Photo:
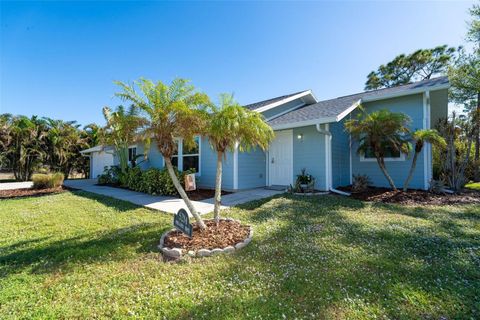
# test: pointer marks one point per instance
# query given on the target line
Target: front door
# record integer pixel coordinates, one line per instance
(280, 159)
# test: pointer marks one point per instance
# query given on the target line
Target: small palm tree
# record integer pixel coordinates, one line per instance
(121, 131)
(231, 126)
(379, 132)
(420, 137)
(174, 110)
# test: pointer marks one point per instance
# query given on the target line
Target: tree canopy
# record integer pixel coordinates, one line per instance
(406, 68)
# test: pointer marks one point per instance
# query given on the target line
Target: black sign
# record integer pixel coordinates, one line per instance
(181, 221)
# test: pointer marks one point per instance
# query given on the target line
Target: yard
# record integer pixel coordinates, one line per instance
(78, 255)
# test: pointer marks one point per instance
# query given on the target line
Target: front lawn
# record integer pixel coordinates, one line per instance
(77, 255)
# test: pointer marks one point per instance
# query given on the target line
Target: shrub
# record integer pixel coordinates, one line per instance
(158, 182)
(44, 181)
(437, 186)
(360, 182)
(134, 178)
(109, 175)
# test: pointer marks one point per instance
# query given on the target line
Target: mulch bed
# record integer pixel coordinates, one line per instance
(227, 233)
(414, 197)
(19, 193)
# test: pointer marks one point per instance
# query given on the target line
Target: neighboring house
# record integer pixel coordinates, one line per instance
(310, 134)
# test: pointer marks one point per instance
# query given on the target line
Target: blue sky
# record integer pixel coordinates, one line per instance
(58, 59)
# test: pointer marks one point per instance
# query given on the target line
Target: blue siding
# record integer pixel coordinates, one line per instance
(412, 106)
(208, 163)
(251, 169)
(340, 155)
(309, 153)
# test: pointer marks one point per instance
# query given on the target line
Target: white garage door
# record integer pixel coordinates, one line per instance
(100, 160)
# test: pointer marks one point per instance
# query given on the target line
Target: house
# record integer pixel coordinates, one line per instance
(310, 134)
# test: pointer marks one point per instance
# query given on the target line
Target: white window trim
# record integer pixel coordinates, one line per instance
(389, 159)
(180, 152)
(131, 147)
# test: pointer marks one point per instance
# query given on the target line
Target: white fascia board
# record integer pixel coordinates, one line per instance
(276, 104)
(286, 111)
(304, 123)
(406, 93)
(346, 112)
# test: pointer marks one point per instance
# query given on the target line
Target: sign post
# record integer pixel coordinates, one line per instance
(181, 221)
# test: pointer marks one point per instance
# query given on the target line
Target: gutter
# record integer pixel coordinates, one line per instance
(328, 159)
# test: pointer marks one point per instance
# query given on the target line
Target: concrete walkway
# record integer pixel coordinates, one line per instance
(168, 204)
(16, 185)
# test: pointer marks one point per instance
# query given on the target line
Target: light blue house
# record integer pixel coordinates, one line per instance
(310, 134)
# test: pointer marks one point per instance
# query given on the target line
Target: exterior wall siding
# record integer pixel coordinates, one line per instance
(340, 154)
(208, 165)
(309, 153)
(438, 106)
(252, 169)
(398, 170)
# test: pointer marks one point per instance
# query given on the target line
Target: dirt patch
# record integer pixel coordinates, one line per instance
(19, 193)
(415, 197)
(227, 233)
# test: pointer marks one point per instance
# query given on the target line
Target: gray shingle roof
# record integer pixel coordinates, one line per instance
(263, 103)
(334, 107)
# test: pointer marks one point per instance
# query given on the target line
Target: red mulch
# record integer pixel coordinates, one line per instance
(227, 233)
(414, 197)
(19, 193)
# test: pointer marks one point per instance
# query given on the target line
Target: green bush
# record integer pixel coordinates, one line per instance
(152, 181)
(134, 178)
(109, 175)
(155, 181)
(44, 181)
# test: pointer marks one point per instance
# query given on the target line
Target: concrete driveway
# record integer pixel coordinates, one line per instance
(169, 204)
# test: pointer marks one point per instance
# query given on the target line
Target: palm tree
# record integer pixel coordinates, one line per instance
(121, 130)
(174, 110)
(421, 137)
(25, 151)
(380, 132)
(232, 126)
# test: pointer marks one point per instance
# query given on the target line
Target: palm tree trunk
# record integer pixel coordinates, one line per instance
(476, 120)
(218, 187)
(183, 194)
(410, 173)
(381, 164)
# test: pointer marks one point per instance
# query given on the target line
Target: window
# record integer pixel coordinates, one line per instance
(390, 155)
(132, 154)
(187, 157)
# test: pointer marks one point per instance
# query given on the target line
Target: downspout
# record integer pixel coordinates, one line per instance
(328, 151)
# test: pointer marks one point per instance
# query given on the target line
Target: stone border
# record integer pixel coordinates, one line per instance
(177, 253)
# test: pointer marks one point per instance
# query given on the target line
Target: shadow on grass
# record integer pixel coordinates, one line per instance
(350, 267)
(49, 257)
(119, 205)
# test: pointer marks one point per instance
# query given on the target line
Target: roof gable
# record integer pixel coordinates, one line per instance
(334, 110)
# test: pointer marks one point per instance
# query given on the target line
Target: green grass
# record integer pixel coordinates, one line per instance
(473, 185)
(76, 255)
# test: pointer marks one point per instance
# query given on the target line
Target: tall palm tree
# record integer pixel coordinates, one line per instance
(121, 130)
(420, 137)
(26, 149)
(232, 126)
(174, 110)
(380, 132)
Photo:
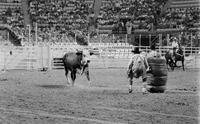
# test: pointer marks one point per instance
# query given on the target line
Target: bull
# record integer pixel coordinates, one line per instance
(74, 61)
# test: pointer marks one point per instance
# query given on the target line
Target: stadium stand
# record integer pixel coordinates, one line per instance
(59, 20)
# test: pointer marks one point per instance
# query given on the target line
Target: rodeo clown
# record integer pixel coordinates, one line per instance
(137, 67)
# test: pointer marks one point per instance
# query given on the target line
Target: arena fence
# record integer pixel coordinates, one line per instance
(49, 56)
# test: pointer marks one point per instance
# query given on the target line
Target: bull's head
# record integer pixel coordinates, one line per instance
(85, 58)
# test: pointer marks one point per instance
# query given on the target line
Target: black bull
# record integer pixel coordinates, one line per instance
(76, 60)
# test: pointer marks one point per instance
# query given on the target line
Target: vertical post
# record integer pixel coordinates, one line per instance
(140, 39)
(4, 65)
(29, 33)
(36, 39)
(191, 42)
(75, 38)
(160, 39)
(100, 40)
(126, 40)
(49, 58)
(113, 38)
(149, 39)
(167, 39)
(88, 38)
(8, 37)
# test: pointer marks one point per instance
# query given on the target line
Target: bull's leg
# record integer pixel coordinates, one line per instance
(73, 76)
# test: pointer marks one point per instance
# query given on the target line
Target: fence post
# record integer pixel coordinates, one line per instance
(140, 40)
(184, 51)
(49, 58)
(167, 39)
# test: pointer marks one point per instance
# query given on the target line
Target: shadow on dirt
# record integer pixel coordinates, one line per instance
(52, 86)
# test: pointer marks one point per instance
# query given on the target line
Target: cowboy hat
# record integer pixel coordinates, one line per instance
(136, 50)
(153, 47)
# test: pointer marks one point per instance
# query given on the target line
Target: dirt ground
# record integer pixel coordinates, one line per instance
(35, 97)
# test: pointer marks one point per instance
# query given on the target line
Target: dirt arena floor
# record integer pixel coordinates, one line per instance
(35, 97)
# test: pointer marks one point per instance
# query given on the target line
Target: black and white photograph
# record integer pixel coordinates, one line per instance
(99, 62)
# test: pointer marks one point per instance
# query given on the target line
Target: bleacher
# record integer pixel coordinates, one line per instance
(184, 4)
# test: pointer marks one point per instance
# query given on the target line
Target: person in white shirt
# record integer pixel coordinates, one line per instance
(137, 67)
(153, 52)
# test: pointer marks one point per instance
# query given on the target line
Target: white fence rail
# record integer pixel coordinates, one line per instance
(39, 57)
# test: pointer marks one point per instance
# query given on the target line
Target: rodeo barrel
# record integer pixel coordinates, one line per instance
(157, 78)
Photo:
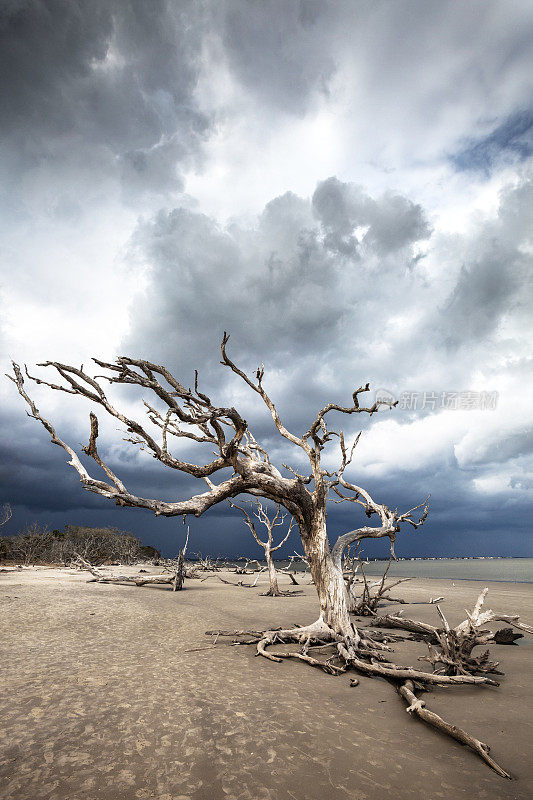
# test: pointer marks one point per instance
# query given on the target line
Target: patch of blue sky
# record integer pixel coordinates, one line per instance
(511, 140)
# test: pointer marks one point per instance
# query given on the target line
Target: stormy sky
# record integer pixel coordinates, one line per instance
(344, 186)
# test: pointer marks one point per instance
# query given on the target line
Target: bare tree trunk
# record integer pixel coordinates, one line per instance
(328, 579)
(273, 590)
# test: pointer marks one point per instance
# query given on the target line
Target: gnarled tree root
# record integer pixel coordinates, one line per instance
(417, 707)
(366, 656)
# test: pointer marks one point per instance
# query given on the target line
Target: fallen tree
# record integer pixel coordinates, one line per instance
(451, 649)
(190, 414)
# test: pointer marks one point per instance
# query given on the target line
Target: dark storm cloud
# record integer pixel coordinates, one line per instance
(329, 291)
(116, 77)
(290, 281)
(495, 278)
(275, 49)
(392, 223)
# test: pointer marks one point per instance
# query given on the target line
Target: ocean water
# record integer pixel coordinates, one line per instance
(518, 570)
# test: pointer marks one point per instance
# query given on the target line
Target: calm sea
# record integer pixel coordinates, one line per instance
(489, 569)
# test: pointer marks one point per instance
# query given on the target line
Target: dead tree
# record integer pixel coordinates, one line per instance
(191, 414)
(373, 591)
(5, 514)
(268, 546)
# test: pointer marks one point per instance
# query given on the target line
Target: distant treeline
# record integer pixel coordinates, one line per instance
(39, 545)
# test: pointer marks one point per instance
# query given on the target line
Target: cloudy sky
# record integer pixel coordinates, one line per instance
(345, 186)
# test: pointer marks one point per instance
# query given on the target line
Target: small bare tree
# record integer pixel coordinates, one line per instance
(268, 546)
(5, 514)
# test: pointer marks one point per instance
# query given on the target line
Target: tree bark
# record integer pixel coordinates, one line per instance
(273, 589)
(328, 579)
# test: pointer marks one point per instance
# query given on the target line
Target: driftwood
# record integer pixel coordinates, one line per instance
(450, 649)
(373, 592)
(418, 708)
(173, 579)
(450, 654)
(238, 466)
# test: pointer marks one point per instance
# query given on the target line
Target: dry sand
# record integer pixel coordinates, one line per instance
(100, 700)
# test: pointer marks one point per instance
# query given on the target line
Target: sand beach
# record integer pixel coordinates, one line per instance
(115, 692)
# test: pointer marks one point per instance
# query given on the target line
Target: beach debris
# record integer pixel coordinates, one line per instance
(450, 649)
(507, 636)
(418, 708)
(99, 576)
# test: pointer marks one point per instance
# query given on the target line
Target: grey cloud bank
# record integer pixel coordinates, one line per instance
(155, 194)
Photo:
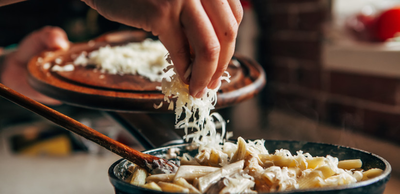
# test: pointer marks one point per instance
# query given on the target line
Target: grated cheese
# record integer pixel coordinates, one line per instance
(194, 113)
(143, 58)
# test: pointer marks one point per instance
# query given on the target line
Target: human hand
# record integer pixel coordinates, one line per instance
(14, 74)
(209, 27)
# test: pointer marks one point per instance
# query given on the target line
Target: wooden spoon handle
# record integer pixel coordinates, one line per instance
(72, 125)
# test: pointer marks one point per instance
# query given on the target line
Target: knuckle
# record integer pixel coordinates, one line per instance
(231, 32)
(211, 51)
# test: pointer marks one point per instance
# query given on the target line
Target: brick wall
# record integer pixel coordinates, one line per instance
(291, 49)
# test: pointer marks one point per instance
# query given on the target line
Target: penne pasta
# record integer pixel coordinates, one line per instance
(350, 164)
(172, 188)
(371, 173)
(160, 177)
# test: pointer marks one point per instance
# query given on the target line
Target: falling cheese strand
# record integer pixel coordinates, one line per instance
(194, 113)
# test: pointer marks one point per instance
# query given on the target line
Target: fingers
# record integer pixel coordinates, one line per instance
(237, 9)
(225, 25)
(176, 43)
(205, 44)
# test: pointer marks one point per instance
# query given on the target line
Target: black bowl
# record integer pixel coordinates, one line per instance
(372, 186)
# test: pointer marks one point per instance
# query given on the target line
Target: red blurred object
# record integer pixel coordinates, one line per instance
(362, 26)
(246, 3)
(388, 24)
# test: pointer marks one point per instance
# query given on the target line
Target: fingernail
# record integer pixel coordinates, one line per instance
(62, 43)
(214, 84)
(201, 93)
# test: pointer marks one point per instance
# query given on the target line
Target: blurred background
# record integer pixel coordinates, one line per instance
(333, 76)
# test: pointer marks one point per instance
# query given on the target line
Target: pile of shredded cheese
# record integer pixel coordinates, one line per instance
(260, 170)
(145, 58)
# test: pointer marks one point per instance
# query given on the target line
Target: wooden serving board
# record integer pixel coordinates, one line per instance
(88, 87)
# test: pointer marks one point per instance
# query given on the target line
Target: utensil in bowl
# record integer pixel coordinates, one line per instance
(372, 186)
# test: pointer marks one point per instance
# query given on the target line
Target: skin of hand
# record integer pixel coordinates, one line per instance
(14, 74)
(209, 27)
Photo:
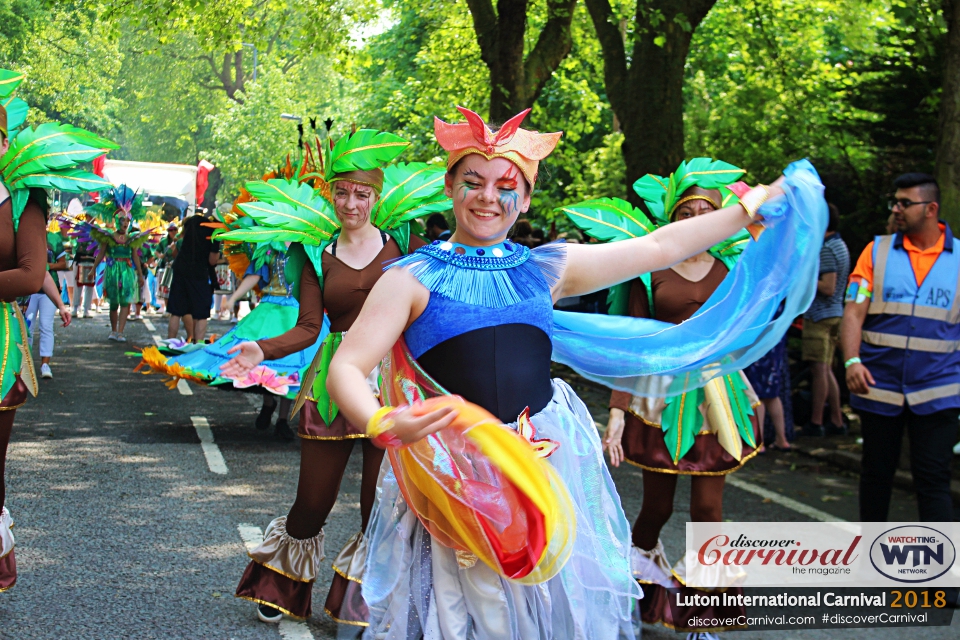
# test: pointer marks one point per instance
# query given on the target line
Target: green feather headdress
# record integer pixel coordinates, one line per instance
(47, 156)
(364, 150)
(613, 219)
(662, 195)
(118, 200)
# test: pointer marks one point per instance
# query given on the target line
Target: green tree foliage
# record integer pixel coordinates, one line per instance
(853, 84)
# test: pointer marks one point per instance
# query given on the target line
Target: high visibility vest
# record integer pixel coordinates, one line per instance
(911, 334)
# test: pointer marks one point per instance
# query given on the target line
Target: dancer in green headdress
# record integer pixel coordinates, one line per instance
(31, 160)
(707, 432)
(341, 246)
(119, 244)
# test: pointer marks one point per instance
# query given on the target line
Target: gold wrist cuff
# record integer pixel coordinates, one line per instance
(379, 422)
(752, 200)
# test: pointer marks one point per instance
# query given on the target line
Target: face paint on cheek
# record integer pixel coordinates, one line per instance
(509, 198)
(463, 189)
(509, 202)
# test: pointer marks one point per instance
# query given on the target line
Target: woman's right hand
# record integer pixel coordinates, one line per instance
(859, 379)
(409, 427)
(249, 355)
(612, 438)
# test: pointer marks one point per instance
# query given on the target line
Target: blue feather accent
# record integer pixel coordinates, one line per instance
(487, 281)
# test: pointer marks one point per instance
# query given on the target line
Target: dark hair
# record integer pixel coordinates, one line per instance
(930, 187)
(437, 220)
(834, 220)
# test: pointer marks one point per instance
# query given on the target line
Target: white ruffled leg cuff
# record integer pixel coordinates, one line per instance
(291, 557)
(6, 533)
(651, 567)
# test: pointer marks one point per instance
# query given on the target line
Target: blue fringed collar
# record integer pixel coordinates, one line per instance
(505, 255)
(486, 280)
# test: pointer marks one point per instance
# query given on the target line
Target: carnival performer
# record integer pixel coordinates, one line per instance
(31, 160)
(263, 265)
(167, 250)
(191, 290)
(347, 243)
(475, 314)
(118, 247)
(704, 433)
(85, 275)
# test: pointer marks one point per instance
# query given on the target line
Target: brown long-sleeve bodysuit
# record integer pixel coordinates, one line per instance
(675, 299)
(325, 449)
(23, 261)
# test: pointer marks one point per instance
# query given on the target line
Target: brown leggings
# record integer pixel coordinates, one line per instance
(706, 504)
(322, 464)
(6, 426)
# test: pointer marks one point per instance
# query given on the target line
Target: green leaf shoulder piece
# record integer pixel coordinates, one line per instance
(288, 212)
(609, 219)
(410, 191)
(663, 195)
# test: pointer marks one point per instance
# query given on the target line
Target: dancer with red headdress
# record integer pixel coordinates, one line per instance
(465, 540)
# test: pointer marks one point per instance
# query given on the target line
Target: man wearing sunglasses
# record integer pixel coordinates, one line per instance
(899, 336)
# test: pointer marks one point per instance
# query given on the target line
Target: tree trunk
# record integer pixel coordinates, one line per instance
(647, 96)
(515, 81)
(651, 116)
(948, 149)
(214, 182)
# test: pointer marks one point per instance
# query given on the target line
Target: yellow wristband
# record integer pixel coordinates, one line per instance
(379, 422)
(752, 200)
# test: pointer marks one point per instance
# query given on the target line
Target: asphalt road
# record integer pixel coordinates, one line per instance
(123, 530)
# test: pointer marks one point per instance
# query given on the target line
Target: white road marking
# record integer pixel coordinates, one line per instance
(210, 450)
(294, 630)
(290, 629)
(251, 535)
(794, 505)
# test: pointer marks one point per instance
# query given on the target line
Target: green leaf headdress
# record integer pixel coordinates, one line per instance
(119, 200)
(613, 219)
(47, 156)
(663, 195)
(360, 157)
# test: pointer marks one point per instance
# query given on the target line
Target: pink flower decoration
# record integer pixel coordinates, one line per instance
(269, 379)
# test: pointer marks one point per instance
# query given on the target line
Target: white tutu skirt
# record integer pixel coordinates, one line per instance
(417, 588)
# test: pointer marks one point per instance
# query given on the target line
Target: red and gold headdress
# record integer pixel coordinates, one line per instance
(523, 148)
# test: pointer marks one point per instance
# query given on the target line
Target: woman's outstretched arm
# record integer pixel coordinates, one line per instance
(597, 266)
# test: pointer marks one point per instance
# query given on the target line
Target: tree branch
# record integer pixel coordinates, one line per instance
(614, 54)
(485, 27)
(553, 45)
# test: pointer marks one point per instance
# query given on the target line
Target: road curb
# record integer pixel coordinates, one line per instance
(850, 461)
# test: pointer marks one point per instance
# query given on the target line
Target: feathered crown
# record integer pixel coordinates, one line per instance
(522, 147)
(365, 152)
(121, 199)
(47, 156)
(663, 195)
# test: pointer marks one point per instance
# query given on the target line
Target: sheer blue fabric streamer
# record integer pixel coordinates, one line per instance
(737, 325)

::::::

- DIRECTIONS: Gather every line in the entries above that contains the word "arena", and copy each one out.

- REPLY:
Target: arena fence
Target: dirt arena floor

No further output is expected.